(GOAL 1):
Convert the rows starting at the line containing "Locate any visible grey jacket in the photo." and ending at the line containing "[98,260,171,359]", both included, into a Markdown table with the columns No. and Line, numbering each line and skipping blank ones.

(DOCUMENT):
########
Roadless Rule Attack in the Senate

So why don't we address the maintenance backlog on the already existing roads first before adding this huge workload to agencies that are already underfunded? If this was truly about wildfire prevention, they wouldn't be trying to starve the FS and other relevant agencies while adding an enormous workload for them. If you're for this because you want to be able to drive all over the forests then I can at least understand your perspective...but let's not pretend the politicians supporting this amendment really care about YOUR access. They want it open for commercial use.They've given us example after example the last several years they have no appreciation for our forests and wild places.
I agree with the first part of your statement, but see it the opposite with the last portion. I'm not saying we need to go punch a bunch of new roads in, but right now (in WA) there are hundreds of thousands of acres of unmanaged and overgrown forest, with plenty of closed roads already there, because they STOPPED commercial use. If they fire back up, the forest gets managed and thinned, animals come back, and the public has access.
 
Fires.

Fires that burn the soil in such an inferno that it decomposes everything down to bear mineral earth, spread through crown fires that race across the tops of the forest at tens or hundreds of miles per hour.
You know, it is funny because a good fire is one that burns down to bear earth. At least up here they will give 30 years of good browse (10-40 years after).
I'm using it exactly as intended.
########
(RECORD EXTRACTS):
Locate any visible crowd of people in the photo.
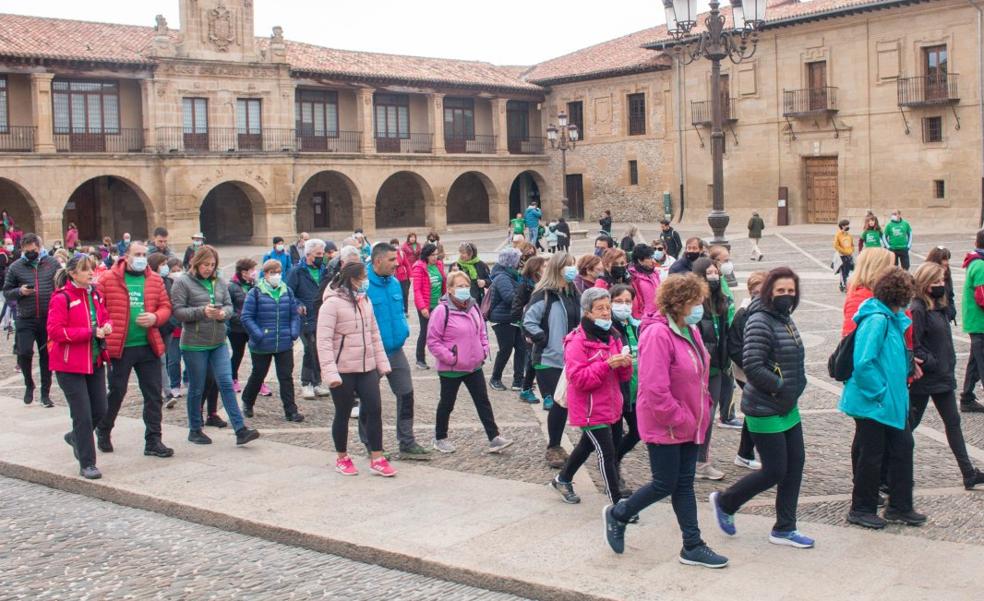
[0,210,984,568]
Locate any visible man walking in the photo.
[3,234,60,407]
[96,242,174,457]
[368,242,430,459]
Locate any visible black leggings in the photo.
[331,370,383,453]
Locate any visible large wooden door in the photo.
[804,157,840,223]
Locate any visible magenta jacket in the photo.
[564,326,632,428]
[427,296,489,373]
[636,313,711,444]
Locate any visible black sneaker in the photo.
[188,430,212,444]
[847,510,888,530]
[885,507,926,526]
[236,426,260,445]
[144,440,174,457]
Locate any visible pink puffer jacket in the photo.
[427,296,489,373]
[317,287,390,386]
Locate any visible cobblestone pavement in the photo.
[0,478,522,601]
[11,230,984,544]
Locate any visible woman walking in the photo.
[240,259,304,422]
[523,252,580,469]
[47,255,113,480]
[171,245,260,445]
[427,271,512,453]
[550,288,632,504]
[711,267,814,549]
[317,260,396,478]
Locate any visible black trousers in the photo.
[848,419,914,513]
[242,349,297,417]
[331,370,383,453]
[718,424,808,532]
[434,369,499,440]
[14,318,51,396]
[55,366,106,468]
[909,390,974,478]
[559,426,619,503]
[96,344,164,443]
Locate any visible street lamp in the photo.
[547,111,579,220]
[663,0,768,247]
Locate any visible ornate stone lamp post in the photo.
[663,0,767,246]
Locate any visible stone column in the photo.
[31,73,55,154]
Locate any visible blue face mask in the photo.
[683,305,704,326]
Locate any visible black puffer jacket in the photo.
[909,298,957,394]
[741,299,806,417]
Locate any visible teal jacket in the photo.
[838,298,912,430]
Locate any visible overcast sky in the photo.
[0,0,706,65]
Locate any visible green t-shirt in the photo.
[123,270,147,348]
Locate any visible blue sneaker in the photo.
[769,530,816,549]
[711,492,738,536]
[680,544,728,569]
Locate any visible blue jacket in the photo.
[489,264,520,323]
[240,281,301,353]
[287,262,325,334]
[838,298,912,430]
[367,265,410,355]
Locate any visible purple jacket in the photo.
[636,313,711,444]
[427,295,489,372]
[564,326,632,427]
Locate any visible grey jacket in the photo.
[171,273,233,346]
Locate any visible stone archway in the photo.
[295,171,362,232]
[376,171,433,228]
[62,175,152,244]
[447,171,498,224]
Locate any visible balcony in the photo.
[898,73,960,107]
[54,128,143,153]
[0,125,37,152]
[444,135,495,154]
[782,86,837,117]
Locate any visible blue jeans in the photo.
[612,442,704,549]
[182,344,246,430]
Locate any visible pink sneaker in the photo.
[335,455,359,476]
[369,457,396,478]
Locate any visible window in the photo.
[923,117,943,144]
[629,94,646,136]
[567,101,585,141]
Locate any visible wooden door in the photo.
[804,157,840,223]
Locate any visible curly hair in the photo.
[656,273,708,323]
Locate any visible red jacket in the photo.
[48,283,111,374]
[98,260,171,359]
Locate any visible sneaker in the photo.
[680,545,728,569]
[188,430,212,444]
[369,457,396,478]
[489,436,512,453]
[847,510,888,530]
[335,455,359,476]
[695,463,724,480]
[433,438,455,453]
[769,530,816,549]
[236,426,260,445]
[885,507,927,526]
[550,475,581,505]
[710,492,738,536]
[601,505,626,555]
[735,455,762,470]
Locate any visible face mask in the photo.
[612,303,632,321]
[683,305,704,325]
[772,294,796,315]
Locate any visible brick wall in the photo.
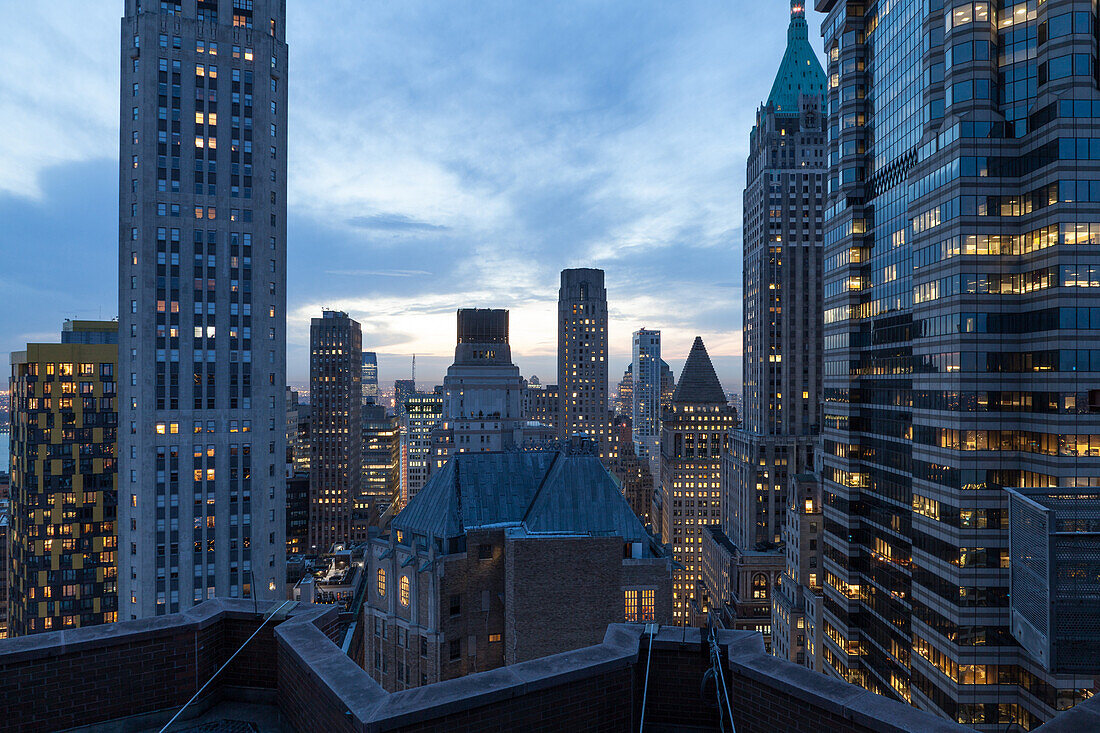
[505,530,625,664]
[10,601,1100,733]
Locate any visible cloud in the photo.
[0,0,820,389]
[348,214,449,231]
[325,270,431,277]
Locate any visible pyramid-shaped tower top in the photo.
[768,0,825,113]
[672,336,726,405]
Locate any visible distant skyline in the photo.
[0,0,820,391]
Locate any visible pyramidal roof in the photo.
[768,0,825,112]
[672,336,726,405]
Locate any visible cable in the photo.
[711,627,737,733]
[160,601,295,733]
[638,624,660,733]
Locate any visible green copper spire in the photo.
[768,0,825,112]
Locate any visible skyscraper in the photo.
[726,0,826,548]
[352,402,400,530]
[119,0,287,619]
[817,0,1100,731]
[630,328,663,474]
[400,387,443,505]
[558,267,611,458]
[363,351,378,405]
[7,320,119,636]
[653,337,736,624]
[431,308,524,471]
[309,310,363,553]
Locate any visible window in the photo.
[624,590,638,624]
[752,572,768,599]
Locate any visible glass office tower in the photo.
[816,0,1100,731]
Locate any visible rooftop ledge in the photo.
[0,600,1100,733]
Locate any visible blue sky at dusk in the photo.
[0,0,820,390]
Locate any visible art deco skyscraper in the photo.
[558,269,611,458]
[119,0,287,619]
[431,308,525,468]
[726,0,826,548]
[817,0,1100,731]
[309,310,360,553]
[653,337,737,624]
[630,328,664,474]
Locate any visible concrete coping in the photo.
[718,632,974,733]
[0,598,334,665]
[360,624,642,731]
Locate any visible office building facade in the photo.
[817,0,1100,730]
[727,2,827,547]
[309,310,363,553]
[399,390,443,505]
[558,269,611,457]
[2,321,119,636]
[119,0,288,619]
[352,402,400,534]
[653,337,736,625]
[363,351,378,405]
[630,328,663,473]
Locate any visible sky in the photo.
[0,0,821,391]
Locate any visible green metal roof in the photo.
[768,0,825,112]
[391,444,648,541]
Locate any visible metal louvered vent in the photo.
[1007,489,1100,672]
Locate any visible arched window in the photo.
[752,572,768,599]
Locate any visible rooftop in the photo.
[8,599,1082,733]
[392,450,649,541]
[672,336,726,405]
[768,0,825,113]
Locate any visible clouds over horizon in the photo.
[0,0,827,389]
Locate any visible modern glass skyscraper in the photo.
[653,337,737,625]
[309,310,360,553]
[7,320,119,636]
[630,328,663,475]
[817,0,1100,731]
[119,0,287,619]
[558,269,612,458]
[726,2,826,548]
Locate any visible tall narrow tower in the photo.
[726,0,826,547]
[119,0,287,620]
[558,269,611,458]
[309,310,370,553]
[630,328,664,475]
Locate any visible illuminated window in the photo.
[623,590,638,624]
[752,572,768,599]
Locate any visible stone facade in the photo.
[363,527,671,690]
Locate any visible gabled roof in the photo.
[392,450,648,541]
[524,455,647,541]
[672,336,726,405]
[768,0,825,113]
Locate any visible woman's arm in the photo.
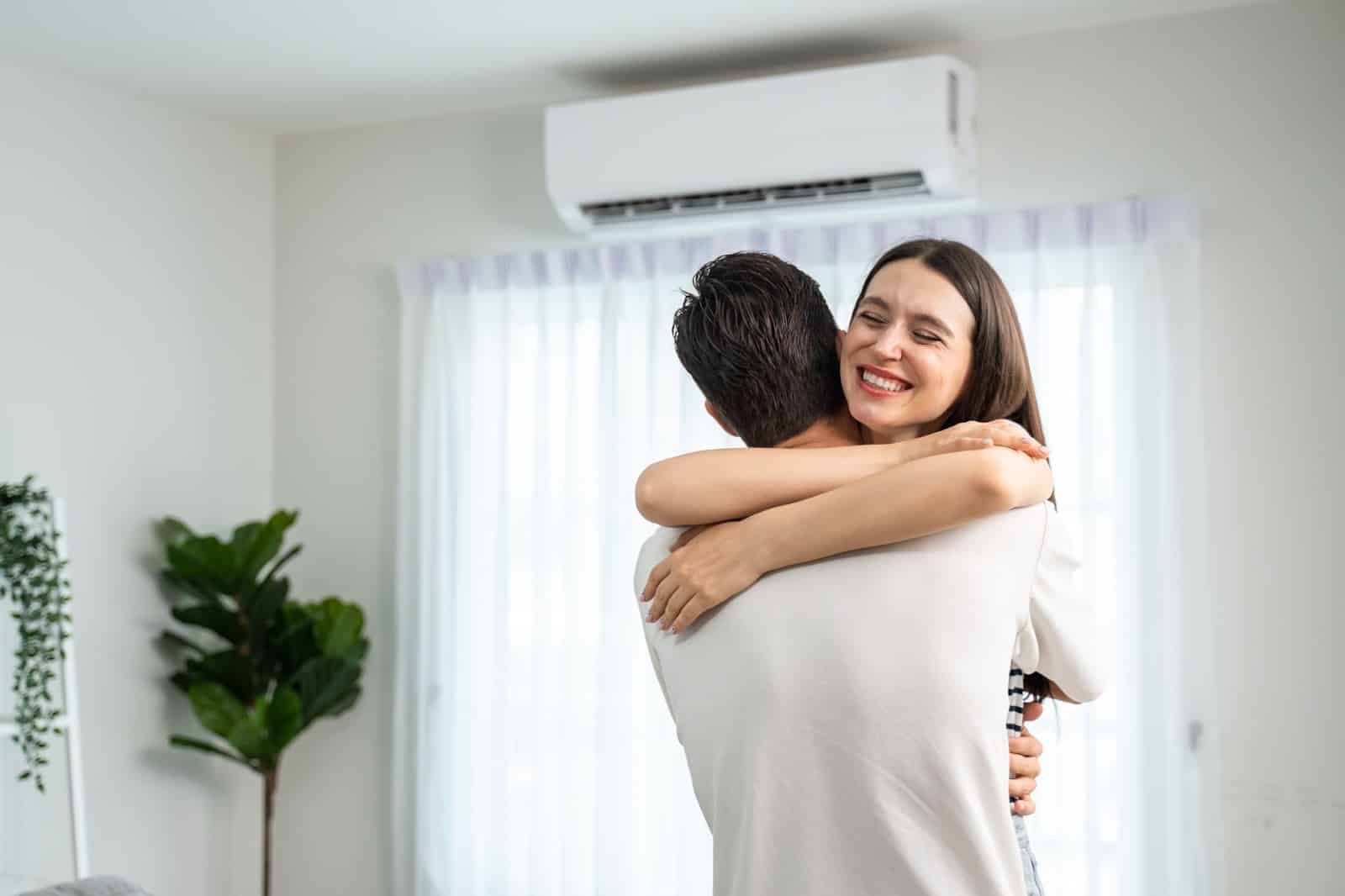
[753,446,1053,573]
[641,446,1052,631]
[635,419,1047,526]
[635,441,915,526]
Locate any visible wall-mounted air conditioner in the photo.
[546,56,977,231]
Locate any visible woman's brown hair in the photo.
[850,240,1056,699]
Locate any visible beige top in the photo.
[635,504,1101,896]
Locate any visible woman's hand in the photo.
[912,419,1051,460]
[1009,701,1042,815]
[641,519,769,634]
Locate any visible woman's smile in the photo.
[857,365,913,398]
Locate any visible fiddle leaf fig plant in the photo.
[159,510,368,896]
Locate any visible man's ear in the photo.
[704,401,738,439]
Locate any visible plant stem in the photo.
[261,768,280,896]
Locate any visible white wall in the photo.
[276,3,1345,894]
[0,67,274,896]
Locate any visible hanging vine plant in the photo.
[0,477,70,793]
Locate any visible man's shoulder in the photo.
[634,526,686,593]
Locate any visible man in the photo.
[635,253,1097,896]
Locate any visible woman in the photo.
[639,240,1092,892]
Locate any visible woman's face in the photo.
[836,258,977,441]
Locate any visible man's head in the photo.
[672,251,845,448]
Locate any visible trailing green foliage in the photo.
[159,510,368,775]
[0,477,70,791]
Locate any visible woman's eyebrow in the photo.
[910,311,953,338]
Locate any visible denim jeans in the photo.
[1013,815,1044,896]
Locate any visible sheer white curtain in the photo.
[393,200,1217,896]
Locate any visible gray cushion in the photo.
[18,878,150,896]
########
(GOAL 2):
Rewrite the passage of the roadless rule discussion starting at "So why don't" and ending at "and wild places.", replacing each "workload" with "burden".

(EXERCISE RESPONSE 1):
| No. | Line |
|---|---|
| 1 | Locate any visible grey jacket in the photo. |
| 2 | [171,273,233,346] |
| 3 | Locate any visible stone archway in the photo. |
| 4 | [295,171,362,232] |
| 5 | [376,171,433,228] |
| 6 | [62,175,152,244] |
| 7 | [447,171,498,224] |
| 8 | Locate any visible balcony in the photo. |
| 9 | [898,73,960,107] |
| 10 | [54,128,143,153] |
| 11 | [0,125,37,152] |
| 12 | [444,135,495,154] |
| 13 | [782,86,837,117] |
| 14 | Locate any visible blue jeans in the photo. |
| 15 | [612,442,704,549] |
| 16 | [182,344,246,430] |
| 17 | Locate any visible pink sneaker in the photo. |
| 18 | [335,455,359,476] |
| 19 | [369,457,396,478] |
| 20 | Locate any visible window in the photo. |
| 21 | [923,117,943,144] |
| 22 | [629,94,646,136] |
| 23 | [567,101,585,141] |
| 24 | Locate any visible wooden door in the photo. |
| 25 | [804,157,840,223] |
| 26 | Locate any visible curly hair in the photo. |
| 27 | [656,273,708,323] |
| 28 | Locate any visible red jacket in the photo. |
| 29 | [48,283,111,374] |
| 30 | [98,260,171,359] |

(EXERCISE RESPONSE 2):
So why don't we address the maintenance backlog on the already existing roads first before adding this huge burden to agencies that are already underfunded? If this was truly about wildfire prevention, they wouldn't be trying to starve the FS and other relevant agencies while adding an enormous burden for them. If you're for this because you want to be able to drive all over the forests then I can at least understand your perspective...but let's not pretend the politicians supporting this amendment really care about YOUR access. They want it open for commercial use.They've given us example after example the last several years they have no appreciation for our forests and wild places.